* **What this task involves**:
Please reproduce the part of the records that opens with the line containing "Expected: one pin per instance of the rear" and runs through the end of the records, both ends included and requests kept, shifting every point coordinate in the answers by -72.

Dataset entries
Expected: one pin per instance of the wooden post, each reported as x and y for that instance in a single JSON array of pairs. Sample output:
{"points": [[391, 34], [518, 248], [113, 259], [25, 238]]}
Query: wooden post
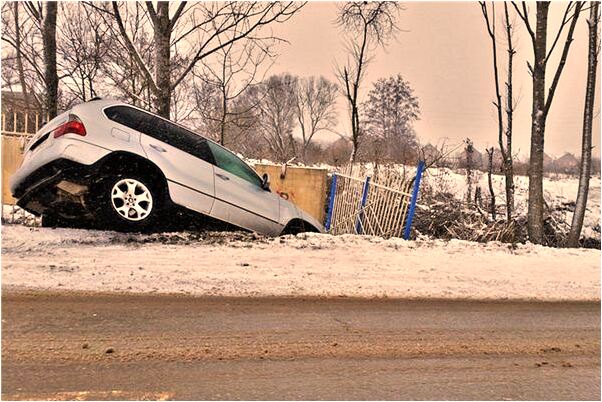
{"points": [[333, 191]]}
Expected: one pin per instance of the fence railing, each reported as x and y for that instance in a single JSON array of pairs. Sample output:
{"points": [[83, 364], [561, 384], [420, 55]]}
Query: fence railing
{"points": [[364, 205], [17, 129], [21, 124]]}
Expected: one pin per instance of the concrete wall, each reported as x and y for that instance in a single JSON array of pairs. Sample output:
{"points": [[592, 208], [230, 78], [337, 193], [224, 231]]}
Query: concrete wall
{"points": [[304, 187]]}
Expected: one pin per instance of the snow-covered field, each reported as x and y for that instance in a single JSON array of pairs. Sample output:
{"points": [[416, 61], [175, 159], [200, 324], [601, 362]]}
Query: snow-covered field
{"points": [[242, 264], [559, 190]]}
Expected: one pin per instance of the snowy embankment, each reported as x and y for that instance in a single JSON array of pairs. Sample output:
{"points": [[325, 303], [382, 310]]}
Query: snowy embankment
{"points": [[241, 264]]}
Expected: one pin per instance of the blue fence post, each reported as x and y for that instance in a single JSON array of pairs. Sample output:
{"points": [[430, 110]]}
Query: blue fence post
{"points": [[410, 217], [360, 216], [333, 192]]}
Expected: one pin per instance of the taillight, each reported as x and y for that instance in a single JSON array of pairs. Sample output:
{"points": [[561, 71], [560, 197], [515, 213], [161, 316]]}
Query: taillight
{"points": [[73, 126]]}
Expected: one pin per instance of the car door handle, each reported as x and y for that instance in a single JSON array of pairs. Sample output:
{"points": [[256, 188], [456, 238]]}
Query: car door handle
{"points": [[157, 148]]}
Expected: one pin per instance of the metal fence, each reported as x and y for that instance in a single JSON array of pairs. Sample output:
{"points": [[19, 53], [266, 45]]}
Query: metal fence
{"points": [[379, 204]]}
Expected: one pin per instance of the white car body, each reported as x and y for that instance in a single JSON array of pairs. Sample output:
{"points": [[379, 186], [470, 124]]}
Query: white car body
{"points": [[198, 183]]}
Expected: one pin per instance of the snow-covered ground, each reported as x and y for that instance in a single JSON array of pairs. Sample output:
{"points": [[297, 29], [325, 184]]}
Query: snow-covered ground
{"points": [[242, 264], [558, 190]]}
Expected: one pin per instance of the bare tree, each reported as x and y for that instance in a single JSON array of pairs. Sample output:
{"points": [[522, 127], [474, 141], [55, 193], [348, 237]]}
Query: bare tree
{"points": [[209, 27], [315, 109], [371, 25], [276, 99], [83, 49], [22, 35], [588, 112], [469, 151], [490, 152], [542, 103], [504, 128], [44, 15], [239, 66], [389, 115]]}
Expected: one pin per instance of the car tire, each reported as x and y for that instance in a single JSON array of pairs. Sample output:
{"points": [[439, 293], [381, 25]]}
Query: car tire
{"points": [[130, 202]]}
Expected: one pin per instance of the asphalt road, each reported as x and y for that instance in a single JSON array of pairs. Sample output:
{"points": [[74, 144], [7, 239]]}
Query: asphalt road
{"points": [[169, 347]]}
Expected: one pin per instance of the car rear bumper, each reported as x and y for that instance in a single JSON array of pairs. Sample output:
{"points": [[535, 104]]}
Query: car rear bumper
{"points": [[55, 186]]}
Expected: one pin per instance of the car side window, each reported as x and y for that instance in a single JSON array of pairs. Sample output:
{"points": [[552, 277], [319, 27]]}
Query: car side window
{"points": [[161, 130], [231, 163]]}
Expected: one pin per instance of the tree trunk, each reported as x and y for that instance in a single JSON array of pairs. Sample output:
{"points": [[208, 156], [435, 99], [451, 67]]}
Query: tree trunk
{"points": [[586, 144], [50, 73], [162, 35], [507, 153], [18, 57], [490, 152], [222, 134], [538, 126]]}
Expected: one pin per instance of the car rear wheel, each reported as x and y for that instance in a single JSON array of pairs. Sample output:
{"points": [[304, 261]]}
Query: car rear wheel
{"points": [[129, 202]]}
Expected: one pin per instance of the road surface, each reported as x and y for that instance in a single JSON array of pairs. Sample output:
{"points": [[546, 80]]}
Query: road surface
{"points": [[172, 347]]}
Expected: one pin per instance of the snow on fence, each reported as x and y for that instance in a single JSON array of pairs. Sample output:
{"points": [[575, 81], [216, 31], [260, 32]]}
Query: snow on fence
{"points": [[381, 204]]}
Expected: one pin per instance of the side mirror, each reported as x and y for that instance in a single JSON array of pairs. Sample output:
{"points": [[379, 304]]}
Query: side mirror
{"points": [[265, 182]]}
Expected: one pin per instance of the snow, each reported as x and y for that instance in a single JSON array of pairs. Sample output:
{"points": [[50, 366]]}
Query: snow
{"points": [[242, 264], [558, 190]]}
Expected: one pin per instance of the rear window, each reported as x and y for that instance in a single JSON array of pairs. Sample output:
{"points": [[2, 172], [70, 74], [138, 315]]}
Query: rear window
{"points": [[161, 130]]}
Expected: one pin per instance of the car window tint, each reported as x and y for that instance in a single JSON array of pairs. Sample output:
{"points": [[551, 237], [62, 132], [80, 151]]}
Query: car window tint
{"points": [[231, 163], [161, 130]]}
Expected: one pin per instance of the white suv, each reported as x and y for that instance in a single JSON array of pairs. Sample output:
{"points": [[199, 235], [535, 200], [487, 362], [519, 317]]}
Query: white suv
{"points": [[114, 163]]}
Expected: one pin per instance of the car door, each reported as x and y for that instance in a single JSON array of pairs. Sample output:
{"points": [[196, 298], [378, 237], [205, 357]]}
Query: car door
{"points": [[186, 162], [239, 197]]}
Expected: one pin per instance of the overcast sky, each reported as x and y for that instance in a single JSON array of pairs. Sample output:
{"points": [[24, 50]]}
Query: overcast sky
{"points": [[445, 54]]}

* **Worked answer**:
Expected: one pin per instance of the rear window, each reported as x and y for that instance in a single JSON array of pairs. Sample output:
{"points": [[2, 172], [70, 74], [138, 315]]}
Query: rear window
{"points": [[89, 58]]}
Expected: one pin per instance of the car window tint, each reported as x and y for that instance in a single JSON array of pairs. Sample output:
{"points": [[551, 237], [62, 132], [80, 151]]}
Query: car window tint
{"points": [[159, 91], [89, 58]]}
Expected: one pin per instance of the white suv, each reported as x and y for that instance in a single JSON array of pairs. Sample output:
{"points": [[199, 235], [535, 200], [487, 362], [519, 317]]}
Query: white suv
{"points": [[42, 91]]}
Expected: one pin per instance of the car door, each reported as x and y for that instance in a single JSON array of pairs. Sample output:
{"points": [[196, 298], [378, 237], [205, 357]]}
Query: car door
{"points": [[114, 90], [167, 125]]}
Expected: one pin per instance of the overcast sky, each reported as x and y for that instance in a single JSON array of pairs. Sample output:
{"points": [[24, 50]]}
Query: overcast sky
{"points": [[373, -18]]}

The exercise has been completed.